> _EXERCISE BRIEF_:
Starting at the line that contains "sun is. Provide bounding box coordinates." and ending at the line that contains "[241,92,270,114]", write those lines out again with "grasping module" changed to "navigation module" and nothing else altered.

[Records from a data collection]
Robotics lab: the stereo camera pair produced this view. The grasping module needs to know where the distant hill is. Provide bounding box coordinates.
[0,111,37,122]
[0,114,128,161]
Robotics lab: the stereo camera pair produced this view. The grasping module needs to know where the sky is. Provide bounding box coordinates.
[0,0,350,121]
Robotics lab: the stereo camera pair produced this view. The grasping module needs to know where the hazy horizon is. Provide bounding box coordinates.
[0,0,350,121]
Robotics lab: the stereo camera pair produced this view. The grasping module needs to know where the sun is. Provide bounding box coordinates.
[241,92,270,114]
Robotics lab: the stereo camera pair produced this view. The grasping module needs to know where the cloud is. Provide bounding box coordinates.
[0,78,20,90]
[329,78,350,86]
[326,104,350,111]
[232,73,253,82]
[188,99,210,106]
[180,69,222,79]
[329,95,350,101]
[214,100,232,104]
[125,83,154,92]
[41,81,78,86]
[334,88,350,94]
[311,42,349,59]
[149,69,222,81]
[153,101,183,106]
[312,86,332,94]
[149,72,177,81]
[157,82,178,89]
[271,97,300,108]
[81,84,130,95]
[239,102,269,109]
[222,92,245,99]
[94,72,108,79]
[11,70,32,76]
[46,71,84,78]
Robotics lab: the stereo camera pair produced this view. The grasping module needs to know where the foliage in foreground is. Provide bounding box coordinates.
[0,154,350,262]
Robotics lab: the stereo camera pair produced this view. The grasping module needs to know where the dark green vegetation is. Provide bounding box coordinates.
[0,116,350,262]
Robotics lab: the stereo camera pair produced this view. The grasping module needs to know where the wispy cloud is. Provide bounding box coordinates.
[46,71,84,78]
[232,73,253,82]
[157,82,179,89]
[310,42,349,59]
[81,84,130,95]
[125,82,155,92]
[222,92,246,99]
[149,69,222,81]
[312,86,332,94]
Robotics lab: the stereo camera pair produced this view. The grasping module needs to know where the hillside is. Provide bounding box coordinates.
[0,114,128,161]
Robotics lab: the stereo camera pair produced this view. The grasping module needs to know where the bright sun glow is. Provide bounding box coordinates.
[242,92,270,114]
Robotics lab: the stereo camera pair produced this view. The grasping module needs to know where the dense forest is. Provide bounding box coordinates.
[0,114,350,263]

> _CORRECT ANSWER_:
Robotics lab: the stereo camera pair produced this view. The navigation module needs to know where the sun is. Provide bounding box coordinates.
[241,92,270,114]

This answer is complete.